• **THINGS TO DO**:
#1 Answer the following from the article on photosystem II:
(a) Which facility generated the ultrashort femtosecond x-ray pulses?
(b) From which bacterium was the photosystem II examined?
(c) In what state was the structure solved?
#2 Transcribe from the article on photosystem II the passage starting at "The research team" and ending at "split water molecule.".

• **PASSAGE PROVIDED**:

* * * * * * *

From a post at R&D Magazine
The structure of photosystem II has been examined before at very high resolution by x-ray diffraction crystallography, and detailed models of the system have been obtained. However, the high-energy x-rays used in such analyses tend to damage the structure of the complex, resulting in some discrepancy among findings and a lack of clarity for certain atomic structures.
The research team avoided the problem of radiation damage by using a series of ultrashort femtosecond x-ray pulses generated by RIKEN's 'SACLA' x-ray free-electron laser facility. The short pulses prevented structural damage and the more accurate results allowed the researchers to identify several new features of the catalytic center of photosystem II from the bacterium Thermosynechococcus vulcanus. The results indicate that catalysis occurs in a cluster of manganese and oxygen atoms with one calcium atom. With more accurate measurement of the distances between the atoms, the researchers revealed that one of the oxygen atoms may actually form part of a hydroxide ion and could be derived from a split water molecule.
"We solved the structure in the 'dark-stable' state before the water-splitting reaction," explains Jian-Ren Shen, one of the researchers from Okayama Univ. "We now hope to use the same method with light illumination to follow the process through the reaction cycle." Such a study would provide a complete picture of how the biological photosynthesis reaction proceeds and greatly assist efforts to use the process in a fuel cycle.

* * * * * * *

• **PROVIDED DATA**:

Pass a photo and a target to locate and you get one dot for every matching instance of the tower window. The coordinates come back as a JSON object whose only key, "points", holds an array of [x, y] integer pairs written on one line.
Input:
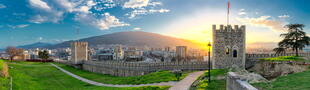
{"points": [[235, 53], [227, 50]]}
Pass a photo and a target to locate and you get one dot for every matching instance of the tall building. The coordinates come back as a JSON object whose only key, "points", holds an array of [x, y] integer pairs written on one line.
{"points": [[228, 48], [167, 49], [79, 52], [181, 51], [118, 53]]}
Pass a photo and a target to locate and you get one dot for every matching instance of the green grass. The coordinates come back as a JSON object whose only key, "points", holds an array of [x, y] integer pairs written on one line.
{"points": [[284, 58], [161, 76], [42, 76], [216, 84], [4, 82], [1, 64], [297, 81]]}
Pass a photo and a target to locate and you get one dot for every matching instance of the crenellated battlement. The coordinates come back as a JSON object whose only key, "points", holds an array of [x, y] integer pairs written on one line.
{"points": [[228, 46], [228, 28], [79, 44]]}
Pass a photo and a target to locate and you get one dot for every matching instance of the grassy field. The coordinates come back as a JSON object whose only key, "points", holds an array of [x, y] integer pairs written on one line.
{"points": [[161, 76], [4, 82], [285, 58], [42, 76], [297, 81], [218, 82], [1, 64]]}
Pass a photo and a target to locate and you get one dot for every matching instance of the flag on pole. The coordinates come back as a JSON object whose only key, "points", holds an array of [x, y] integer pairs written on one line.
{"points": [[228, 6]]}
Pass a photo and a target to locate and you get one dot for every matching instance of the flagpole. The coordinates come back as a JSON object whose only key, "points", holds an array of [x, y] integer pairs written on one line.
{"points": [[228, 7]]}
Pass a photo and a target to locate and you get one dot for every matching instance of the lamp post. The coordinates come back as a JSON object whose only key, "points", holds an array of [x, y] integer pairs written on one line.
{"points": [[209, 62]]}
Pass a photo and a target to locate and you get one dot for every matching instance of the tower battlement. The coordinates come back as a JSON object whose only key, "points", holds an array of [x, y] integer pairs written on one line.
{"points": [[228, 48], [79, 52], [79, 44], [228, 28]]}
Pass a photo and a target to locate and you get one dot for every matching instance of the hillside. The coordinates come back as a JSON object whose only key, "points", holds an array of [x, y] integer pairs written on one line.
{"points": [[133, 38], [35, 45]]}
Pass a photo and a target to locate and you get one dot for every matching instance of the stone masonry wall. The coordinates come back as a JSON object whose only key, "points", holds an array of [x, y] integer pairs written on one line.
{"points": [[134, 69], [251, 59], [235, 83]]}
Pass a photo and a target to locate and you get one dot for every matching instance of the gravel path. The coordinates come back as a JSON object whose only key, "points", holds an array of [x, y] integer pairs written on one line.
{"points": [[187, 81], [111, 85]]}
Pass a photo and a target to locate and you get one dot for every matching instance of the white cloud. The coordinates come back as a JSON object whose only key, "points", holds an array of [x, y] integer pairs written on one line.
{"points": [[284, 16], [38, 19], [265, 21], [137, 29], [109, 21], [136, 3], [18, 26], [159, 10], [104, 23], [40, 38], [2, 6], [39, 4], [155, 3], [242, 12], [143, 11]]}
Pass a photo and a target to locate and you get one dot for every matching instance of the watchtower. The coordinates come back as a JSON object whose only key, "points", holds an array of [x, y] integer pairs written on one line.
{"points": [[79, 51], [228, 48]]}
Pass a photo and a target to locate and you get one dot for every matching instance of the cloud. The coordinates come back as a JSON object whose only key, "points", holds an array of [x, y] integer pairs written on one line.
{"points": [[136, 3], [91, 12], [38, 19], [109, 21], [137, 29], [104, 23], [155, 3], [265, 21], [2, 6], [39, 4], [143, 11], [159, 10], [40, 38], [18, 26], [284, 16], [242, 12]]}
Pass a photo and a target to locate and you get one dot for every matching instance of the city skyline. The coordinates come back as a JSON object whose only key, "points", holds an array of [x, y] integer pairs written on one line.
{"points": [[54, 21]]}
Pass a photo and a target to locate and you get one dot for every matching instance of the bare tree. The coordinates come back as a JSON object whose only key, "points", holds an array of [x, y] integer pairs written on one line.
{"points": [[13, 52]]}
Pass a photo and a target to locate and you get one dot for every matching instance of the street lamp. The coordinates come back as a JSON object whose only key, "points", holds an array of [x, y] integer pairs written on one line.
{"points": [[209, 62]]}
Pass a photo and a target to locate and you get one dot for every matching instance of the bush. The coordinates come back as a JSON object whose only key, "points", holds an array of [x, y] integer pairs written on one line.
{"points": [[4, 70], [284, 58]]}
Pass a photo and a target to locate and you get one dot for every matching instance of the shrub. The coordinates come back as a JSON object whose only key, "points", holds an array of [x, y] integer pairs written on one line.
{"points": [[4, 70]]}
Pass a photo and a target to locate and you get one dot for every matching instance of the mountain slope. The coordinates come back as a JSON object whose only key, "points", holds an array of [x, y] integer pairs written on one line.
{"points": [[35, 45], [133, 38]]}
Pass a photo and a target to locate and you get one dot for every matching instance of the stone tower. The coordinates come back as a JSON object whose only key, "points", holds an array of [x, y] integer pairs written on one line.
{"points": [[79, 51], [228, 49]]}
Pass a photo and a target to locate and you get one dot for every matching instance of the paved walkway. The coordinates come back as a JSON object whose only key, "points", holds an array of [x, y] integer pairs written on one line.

* * * * * * *

• **ANSWERS PER TASK**:
#1
(a) RIKEN's SACLA x-ray free-electron laser facility.
(b) Thermosynechococcus vulcanus.
(c) The "dark-stable" state, before the water-splitting reaction.

#2
The research team avoided the problem of radiation damage by using a series of ultrashort femtosecond x-ray pulses generated by RIKEN's 'SACLA' x-ray free-electron laser facility. The short pulses prevented structural damage and the more accurate results allowed the researchers to identify several new features of the catalytic center of photosystem II from the bacterium Thermosynechococcus vulcanus. The results indicate that catalysis occurs in a cluster of manganese and oxygen atoms with one calcium atom. With more accurate measurement of the distances between the atoms, the researchers revealed that one of the oxygen atoms may actually form part of a hydroxide ion and could be derived from a split water molecule.